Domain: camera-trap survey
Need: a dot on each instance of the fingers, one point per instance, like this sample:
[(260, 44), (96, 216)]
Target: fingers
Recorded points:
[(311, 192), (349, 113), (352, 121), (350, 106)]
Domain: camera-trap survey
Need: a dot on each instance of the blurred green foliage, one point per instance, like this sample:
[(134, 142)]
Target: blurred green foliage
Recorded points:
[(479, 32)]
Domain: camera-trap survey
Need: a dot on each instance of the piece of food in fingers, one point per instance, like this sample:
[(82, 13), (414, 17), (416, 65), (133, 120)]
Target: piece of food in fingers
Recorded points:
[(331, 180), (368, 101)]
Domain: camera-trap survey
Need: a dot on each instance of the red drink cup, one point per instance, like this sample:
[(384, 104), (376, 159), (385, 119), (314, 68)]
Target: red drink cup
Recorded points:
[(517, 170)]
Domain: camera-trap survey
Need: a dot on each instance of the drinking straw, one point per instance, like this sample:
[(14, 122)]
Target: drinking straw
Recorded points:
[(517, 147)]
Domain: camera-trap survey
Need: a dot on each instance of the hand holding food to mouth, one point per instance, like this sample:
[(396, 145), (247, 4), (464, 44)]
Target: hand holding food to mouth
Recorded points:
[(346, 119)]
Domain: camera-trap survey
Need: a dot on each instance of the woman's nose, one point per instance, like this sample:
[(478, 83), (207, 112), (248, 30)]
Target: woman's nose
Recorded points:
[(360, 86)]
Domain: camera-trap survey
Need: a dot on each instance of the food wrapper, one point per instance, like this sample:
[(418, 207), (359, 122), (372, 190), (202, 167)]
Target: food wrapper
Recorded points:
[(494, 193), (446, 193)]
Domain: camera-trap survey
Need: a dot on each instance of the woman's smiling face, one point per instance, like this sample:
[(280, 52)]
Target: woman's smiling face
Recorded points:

________________

Please reproduce all of the entries exactly as they stand.

Finished answer —
Domain: camera-trap survey
Need: a dot on each instance of the fingers, one point per instance, like this sample:
[(260, 44), (96, 216)]
Target: fingers
Recorded points:
[(311, 192), (349, 113), (352, 121), (350, 106)]
Domain: camera-trap survey
Need: a dot on each instance of the blurred green foliage, one point per instance, like this sample:
[(134, 142)]
Target: blurred green foliage
Recorded points:
[(479, 32)]
Domain: camera-trap survey
Need: a dot on each instance of the piece of food in fingers, one point per instance, like this sample:
[(82, 13), (414, 17), (416, 65), (133, 120)]
Target: piece of food in fingers
Recorded points:
[(331, 180), (368, 101)]
Domain: camera-trap survey
Need: a dot on each instance of the red drink cup, one point per instance, like this sample:
[(384, 104), (376, 159), (385, 119), (314, 68)]
Target: red drink cup
Recorded points:
[(517, 170)]
Domain: camera-trap survey
Need: a dot on each instance of the drinking straw, one point per instance, like this sample:
[(14, 122)]
Target: drinking straw
Recorded points:
[(517, 147)]
Domain: camera-trap survey
Need: a dot on each instance of the hand holding food to mouth, one point per instance, like this sample:
[(396, 145), (247, 4), (464, 44)]
Target: hand holding food to mouth
Recorded points:
[(346, 119)]
Domain: camera-trap survey
Need: a dot on each instance of the woman's nose, one point per instance, like this sample:
[(478, 83), (207, 112), (248, 30)]
Target: woman's nose
Recorded points:
[(360, 86)]
Domain: camera-trap survey
Need: a dot on each instance of the food wrapper, one point per instance, like this sample:
[(418, 207), (359, 122), (372, 190), (202, 167)]
Target: food wrapper
Recorded points:
[(494, 193), (446, 193)]
Domain: camera-trap survey
Need: a dot on each instance of the woman's smiling face, one point per instance, like this sample:
[(280, 52)]
Target: woman's smiling face
Recorded points:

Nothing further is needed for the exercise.